### Data
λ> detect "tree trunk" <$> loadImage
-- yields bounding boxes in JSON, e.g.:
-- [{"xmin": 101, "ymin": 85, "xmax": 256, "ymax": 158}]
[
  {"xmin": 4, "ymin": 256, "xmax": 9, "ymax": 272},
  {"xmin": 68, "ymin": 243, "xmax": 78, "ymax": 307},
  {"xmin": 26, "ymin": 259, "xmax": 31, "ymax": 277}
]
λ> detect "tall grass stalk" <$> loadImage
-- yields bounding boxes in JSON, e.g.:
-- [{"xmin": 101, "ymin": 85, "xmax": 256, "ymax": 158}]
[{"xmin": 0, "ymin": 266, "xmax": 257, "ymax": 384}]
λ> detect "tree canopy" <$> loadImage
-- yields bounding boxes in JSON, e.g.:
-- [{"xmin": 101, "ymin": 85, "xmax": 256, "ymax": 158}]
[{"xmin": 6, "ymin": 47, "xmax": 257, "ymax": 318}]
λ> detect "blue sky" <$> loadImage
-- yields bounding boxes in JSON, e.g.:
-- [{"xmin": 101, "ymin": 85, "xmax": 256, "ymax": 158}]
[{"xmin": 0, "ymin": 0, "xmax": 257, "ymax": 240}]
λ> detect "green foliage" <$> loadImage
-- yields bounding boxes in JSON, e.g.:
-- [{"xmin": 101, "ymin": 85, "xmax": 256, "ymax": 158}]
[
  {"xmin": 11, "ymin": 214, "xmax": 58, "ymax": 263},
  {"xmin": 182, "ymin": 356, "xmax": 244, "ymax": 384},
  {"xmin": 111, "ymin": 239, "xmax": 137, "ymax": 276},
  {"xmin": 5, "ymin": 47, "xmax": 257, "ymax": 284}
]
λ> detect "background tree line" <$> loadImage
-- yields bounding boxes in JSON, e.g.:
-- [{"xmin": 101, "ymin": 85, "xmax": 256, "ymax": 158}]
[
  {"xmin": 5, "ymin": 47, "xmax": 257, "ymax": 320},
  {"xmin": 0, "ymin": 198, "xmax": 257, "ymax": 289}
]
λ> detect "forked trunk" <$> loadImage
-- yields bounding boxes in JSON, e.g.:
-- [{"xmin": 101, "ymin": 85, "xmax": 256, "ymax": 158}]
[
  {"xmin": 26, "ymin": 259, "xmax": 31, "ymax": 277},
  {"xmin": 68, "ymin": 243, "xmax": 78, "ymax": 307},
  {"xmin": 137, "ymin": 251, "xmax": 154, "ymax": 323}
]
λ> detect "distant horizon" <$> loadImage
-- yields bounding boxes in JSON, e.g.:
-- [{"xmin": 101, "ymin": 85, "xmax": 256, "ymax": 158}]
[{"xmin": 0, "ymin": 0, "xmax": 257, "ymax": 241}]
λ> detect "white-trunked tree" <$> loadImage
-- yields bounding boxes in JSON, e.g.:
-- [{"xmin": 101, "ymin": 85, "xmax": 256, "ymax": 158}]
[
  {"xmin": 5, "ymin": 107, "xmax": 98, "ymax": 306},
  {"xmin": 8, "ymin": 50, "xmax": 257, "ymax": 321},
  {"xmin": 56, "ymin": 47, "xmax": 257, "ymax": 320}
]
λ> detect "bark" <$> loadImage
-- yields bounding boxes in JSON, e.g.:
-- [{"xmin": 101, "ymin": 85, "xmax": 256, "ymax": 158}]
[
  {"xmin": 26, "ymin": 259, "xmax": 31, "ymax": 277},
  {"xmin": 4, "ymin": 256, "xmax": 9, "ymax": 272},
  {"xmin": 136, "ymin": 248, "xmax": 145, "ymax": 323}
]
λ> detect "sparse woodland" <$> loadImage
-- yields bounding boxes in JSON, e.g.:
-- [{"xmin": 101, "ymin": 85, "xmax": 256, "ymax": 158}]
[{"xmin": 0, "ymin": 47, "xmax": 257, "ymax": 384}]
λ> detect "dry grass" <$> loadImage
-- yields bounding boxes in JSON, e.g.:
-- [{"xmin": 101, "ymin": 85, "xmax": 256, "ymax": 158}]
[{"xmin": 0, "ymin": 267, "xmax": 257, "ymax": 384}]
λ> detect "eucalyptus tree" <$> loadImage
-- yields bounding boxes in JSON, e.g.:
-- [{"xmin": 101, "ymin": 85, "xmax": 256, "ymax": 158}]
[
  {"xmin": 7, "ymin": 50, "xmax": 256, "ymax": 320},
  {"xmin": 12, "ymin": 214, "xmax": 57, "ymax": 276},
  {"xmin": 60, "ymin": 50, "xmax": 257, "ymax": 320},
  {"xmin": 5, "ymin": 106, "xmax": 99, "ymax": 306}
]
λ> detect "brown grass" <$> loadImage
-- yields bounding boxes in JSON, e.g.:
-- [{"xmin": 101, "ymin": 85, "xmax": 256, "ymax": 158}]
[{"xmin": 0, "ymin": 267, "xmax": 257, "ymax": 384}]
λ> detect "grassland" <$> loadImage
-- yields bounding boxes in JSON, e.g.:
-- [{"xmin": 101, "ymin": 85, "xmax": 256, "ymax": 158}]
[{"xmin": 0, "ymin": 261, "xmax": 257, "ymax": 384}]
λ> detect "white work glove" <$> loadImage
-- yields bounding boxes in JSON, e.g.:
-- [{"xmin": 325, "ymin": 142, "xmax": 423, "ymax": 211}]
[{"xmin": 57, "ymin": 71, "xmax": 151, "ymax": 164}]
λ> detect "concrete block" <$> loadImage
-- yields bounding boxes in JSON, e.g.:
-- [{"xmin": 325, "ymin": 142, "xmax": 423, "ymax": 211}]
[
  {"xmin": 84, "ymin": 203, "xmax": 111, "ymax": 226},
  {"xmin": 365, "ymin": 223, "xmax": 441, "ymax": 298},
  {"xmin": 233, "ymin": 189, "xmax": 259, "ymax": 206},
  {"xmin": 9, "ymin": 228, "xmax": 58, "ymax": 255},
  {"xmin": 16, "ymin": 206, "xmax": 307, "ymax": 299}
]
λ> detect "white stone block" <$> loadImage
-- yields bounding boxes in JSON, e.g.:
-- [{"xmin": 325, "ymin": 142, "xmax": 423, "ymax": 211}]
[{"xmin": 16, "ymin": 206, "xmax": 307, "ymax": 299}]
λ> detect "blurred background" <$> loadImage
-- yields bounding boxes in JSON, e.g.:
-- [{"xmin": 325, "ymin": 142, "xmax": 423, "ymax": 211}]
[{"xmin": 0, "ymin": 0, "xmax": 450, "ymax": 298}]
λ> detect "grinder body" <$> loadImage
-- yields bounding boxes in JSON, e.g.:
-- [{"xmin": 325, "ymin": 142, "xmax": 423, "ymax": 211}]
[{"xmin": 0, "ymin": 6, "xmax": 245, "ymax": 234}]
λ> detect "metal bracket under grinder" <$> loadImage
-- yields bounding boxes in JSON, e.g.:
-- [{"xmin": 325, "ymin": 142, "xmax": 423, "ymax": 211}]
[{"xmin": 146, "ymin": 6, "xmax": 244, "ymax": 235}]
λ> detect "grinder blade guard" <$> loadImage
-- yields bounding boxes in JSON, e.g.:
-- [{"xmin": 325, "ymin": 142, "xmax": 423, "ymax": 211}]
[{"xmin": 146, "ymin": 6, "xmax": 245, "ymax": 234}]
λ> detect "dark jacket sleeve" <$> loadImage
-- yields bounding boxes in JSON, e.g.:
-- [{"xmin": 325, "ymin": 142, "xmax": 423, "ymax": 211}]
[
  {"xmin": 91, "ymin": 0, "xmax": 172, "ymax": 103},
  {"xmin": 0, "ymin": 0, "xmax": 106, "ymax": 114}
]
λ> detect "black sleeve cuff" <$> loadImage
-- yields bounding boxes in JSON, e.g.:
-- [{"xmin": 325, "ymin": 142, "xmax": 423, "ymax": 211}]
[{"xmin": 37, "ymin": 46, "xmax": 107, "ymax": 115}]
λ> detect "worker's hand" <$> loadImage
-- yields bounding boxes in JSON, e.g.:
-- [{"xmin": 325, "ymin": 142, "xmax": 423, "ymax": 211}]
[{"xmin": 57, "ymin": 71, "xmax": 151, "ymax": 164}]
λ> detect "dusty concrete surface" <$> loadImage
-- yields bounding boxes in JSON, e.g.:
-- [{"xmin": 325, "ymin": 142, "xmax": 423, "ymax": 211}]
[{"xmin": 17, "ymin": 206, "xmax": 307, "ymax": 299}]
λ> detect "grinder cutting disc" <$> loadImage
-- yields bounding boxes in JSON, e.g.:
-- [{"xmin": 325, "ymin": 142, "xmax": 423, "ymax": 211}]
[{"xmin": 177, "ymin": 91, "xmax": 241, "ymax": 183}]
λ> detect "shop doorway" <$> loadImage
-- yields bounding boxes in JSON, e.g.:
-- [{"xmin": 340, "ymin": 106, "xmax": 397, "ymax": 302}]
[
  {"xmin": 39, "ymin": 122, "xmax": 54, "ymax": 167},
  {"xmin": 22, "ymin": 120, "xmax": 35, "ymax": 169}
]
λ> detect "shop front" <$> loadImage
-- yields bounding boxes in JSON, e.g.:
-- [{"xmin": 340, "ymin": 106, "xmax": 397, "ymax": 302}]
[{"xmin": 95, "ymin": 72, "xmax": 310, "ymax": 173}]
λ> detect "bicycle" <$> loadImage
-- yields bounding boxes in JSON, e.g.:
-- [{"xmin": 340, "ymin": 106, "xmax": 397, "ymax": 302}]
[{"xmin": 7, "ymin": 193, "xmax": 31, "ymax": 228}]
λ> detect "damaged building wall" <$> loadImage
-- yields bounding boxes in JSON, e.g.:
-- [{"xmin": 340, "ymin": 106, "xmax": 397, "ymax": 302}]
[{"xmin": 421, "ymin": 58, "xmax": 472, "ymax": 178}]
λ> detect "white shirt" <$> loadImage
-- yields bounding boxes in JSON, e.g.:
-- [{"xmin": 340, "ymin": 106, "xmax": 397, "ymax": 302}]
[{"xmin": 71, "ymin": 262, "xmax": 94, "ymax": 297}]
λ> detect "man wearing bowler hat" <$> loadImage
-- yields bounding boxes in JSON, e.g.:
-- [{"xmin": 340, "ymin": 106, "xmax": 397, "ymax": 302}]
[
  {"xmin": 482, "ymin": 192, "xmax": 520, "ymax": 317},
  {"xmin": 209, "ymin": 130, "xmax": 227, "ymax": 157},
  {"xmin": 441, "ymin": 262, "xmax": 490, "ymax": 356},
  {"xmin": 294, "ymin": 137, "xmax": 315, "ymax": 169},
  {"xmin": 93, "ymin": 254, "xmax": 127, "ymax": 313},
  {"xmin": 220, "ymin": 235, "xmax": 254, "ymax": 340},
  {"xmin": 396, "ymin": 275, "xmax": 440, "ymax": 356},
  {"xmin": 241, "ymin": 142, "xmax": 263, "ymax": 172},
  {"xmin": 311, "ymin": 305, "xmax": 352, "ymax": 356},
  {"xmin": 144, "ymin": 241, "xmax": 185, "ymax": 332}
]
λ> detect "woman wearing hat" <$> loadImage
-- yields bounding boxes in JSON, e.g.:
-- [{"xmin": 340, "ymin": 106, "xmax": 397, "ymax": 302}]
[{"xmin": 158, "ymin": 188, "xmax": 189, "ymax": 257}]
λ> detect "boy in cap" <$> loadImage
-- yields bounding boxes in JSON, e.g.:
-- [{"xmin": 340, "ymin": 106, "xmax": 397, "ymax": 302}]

### Work to be completed
Count the lines of the records that contain the string "sleeve", treating case as significant, and give only the number.

### Solution to this problem
2